**What the task asks:**
Within the listing below, the lines to output run from the one containing "point(238, 253)" through the one containing "point(158, 196)"; copy them exactly and nothing else.

**Data under study:**
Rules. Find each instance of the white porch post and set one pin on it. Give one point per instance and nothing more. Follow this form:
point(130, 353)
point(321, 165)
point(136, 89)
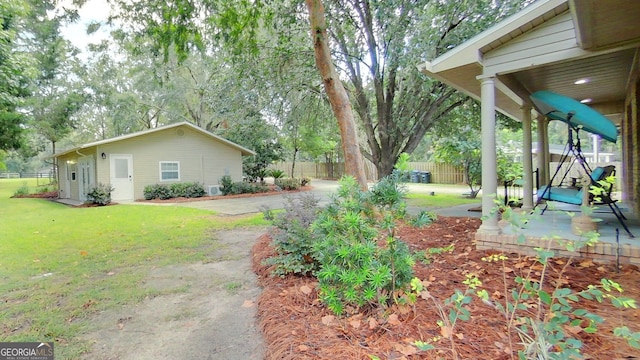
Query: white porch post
point(489, 173)
point(543, 151)
point(527, 190)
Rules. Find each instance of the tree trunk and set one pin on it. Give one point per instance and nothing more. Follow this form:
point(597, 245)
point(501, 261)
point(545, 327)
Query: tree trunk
point(337, 94)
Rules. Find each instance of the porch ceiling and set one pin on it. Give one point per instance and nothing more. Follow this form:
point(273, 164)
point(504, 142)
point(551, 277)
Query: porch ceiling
point(606, 29)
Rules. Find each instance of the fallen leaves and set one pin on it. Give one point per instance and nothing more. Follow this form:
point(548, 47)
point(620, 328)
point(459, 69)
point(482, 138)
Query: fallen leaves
point(393, 332)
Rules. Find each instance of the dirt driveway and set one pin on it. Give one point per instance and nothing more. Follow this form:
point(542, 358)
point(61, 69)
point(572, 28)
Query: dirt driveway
point(209, 312)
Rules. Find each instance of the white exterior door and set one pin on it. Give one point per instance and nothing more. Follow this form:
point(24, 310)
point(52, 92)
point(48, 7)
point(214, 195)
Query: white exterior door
point(121, 177)
point(85, 176)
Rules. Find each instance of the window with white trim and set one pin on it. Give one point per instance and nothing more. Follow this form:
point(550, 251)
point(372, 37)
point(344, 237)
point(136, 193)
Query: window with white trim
point(169, 170)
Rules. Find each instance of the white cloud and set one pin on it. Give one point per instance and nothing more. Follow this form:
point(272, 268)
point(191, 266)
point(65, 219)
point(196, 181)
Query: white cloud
point(92, 11)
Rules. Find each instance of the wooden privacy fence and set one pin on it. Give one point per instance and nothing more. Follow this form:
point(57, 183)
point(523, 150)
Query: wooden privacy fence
point(440, 173)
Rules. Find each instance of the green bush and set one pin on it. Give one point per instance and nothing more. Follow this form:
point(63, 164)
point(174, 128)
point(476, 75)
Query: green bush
point(188, 190)
point(228, 187)
point(287, 183)
point(354, 269)
point(22, 190)
point(276, 173)
point(157, 191)
point(174, 190)
point(100, 194)
point(292, 236)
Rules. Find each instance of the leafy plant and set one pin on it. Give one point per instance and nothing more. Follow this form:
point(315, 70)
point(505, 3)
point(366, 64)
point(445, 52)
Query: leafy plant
point(537, 312)
point(228, 187)
point(188, 190)
point(157, 191)
point(292, 236)
point(361, 262)
point(22, 190)
point(287, 183)
point(423, 218)
point(100, 194)
point(276, 173)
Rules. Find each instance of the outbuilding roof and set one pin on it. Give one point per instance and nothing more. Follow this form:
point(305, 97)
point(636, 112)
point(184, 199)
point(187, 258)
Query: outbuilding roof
point(242, 149)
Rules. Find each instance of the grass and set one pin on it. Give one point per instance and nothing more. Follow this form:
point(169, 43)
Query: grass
point(60, 265)
point(438, 200)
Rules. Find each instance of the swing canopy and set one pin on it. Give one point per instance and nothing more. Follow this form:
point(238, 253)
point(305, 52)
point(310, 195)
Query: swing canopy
point(574, 113)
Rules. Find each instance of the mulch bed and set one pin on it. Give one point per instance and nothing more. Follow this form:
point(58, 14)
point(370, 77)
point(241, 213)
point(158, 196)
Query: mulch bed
point(297, 326)
point(43, 195)
point(273, 190)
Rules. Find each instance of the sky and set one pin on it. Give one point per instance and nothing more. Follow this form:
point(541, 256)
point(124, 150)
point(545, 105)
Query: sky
point(93, 10)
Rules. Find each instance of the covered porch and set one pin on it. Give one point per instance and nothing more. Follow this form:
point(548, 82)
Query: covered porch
point(587, 50)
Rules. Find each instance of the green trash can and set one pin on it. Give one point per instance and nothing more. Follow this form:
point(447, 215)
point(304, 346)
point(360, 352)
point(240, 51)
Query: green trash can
point(415, 176)
point(425, 177)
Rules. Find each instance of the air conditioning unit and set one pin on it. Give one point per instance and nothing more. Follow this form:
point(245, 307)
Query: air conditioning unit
point(214, 190)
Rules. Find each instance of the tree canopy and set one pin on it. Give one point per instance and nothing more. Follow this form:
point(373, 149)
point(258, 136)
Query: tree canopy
point(224, 64)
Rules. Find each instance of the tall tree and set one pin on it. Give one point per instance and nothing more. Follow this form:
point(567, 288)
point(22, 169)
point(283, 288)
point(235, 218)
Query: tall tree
point(379, 44)
point(15, 73)
point(338, 96)
point(56, 98)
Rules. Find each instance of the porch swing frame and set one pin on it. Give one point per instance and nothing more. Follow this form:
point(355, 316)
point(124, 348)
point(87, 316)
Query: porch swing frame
point(572, 147)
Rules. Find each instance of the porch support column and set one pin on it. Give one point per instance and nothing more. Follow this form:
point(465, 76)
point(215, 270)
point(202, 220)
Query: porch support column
point(543, 151)
point(527, 190)
point(489, 172)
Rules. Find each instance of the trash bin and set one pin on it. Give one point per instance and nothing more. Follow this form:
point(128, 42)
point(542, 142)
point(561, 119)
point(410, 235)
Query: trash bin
point(425, 177)
point(415, 176)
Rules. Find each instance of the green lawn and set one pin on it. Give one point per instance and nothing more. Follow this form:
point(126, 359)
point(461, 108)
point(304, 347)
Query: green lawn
point(59, 265)
point(439, 200)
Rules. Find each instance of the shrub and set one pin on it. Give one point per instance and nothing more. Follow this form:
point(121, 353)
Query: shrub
point(22, 190)
point(228, 187)
point(194, 190)
point(100, 194)
point(287, 183)
point(187, 190)
point(292, 236)
point(157, 191)
point(361, 262)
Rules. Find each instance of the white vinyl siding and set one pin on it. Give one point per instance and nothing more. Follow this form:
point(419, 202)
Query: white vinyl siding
point(201, 158)
point(169, 170)
point(547, 43)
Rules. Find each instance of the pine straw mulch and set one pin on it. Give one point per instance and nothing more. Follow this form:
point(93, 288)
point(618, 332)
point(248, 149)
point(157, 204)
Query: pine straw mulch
point(295, 325)
point(272, 190)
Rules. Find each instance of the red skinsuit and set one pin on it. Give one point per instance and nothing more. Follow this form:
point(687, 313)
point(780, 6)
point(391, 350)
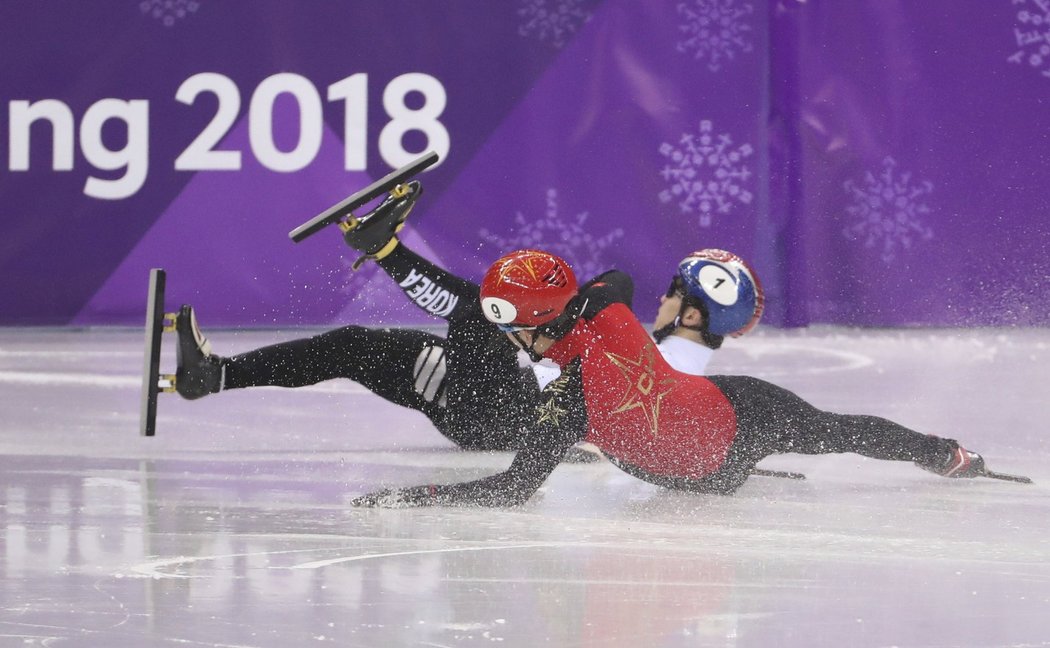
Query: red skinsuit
point(639, 410)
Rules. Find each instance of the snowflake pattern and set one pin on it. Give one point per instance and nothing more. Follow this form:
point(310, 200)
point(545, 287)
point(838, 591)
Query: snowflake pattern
point(552, 21)
point(168, 11)
point(566, 237)
point(1032, 35)
point(887, 210)
point(715, 29)
point(708, 173)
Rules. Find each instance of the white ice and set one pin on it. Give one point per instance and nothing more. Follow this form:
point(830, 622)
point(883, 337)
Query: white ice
point(231, 527)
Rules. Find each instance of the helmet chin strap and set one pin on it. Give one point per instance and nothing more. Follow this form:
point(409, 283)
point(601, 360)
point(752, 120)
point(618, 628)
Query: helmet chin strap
point(660, 334)
point(529, 348)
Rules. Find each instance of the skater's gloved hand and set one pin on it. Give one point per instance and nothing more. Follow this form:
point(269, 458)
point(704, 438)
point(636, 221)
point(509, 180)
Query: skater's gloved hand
point(397, 498)
point(560, 327)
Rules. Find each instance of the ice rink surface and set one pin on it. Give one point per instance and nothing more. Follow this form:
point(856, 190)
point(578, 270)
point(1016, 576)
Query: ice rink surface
point(231, 527)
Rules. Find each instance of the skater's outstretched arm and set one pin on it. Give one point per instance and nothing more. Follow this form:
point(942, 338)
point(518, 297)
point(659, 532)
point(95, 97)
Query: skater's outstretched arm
point(431, 288)
point(561, 422)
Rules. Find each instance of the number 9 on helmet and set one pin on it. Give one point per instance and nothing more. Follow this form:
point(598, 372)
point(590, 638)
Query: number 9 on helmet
point(526, 289)
point(727, 287)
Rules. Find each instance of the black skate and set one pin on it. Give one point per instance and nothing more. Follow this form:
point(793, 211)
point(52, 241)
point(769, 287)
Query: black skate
point(374, 233)
point(197, 373)
point(960, 464)
point(965, 464)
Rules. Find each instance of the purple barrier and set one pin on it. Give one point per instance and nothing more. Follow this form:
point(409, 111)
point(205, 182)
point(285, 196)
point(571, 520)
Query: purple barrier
point(876, 165)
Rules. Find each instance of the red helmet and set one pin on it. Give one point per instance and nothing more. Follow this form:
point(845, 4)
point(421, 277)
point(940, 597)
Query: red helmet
point(526, 288)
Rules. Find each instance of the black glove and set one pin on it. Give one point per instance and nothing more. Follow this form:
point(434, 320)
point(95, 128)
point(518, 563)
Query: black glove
point(397, 498)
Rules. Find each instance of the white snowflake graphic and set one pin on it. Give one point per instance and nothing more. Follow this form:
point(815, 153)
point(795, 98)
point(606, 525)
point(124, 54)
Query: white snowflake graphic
point(887, 210)
point(552, 21)
point(1032, 35)
point(708, 173)
point(168, 11)
point(566, 237)
point(715, 29)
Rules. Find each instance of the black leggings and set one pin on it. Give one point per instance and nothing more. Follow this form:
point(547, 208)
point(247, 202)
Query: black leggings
point(772, 420)
point(467, 383)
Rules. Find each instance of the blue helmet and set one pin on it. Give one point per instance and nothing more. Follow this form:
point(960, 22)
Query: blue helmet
point(727, 287)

**Result for this exercise:**
point(238, 253)
point(305, 52)
point(310, 195)
Query: swing canopy
point(574, 113)
Rules. Find each instance of the mulch bed and set one pin on it. Give one point per instance and nothing more. Follow this form:
point(58, 14)
point(370, 77)
point(241, 213)
point(158, 196)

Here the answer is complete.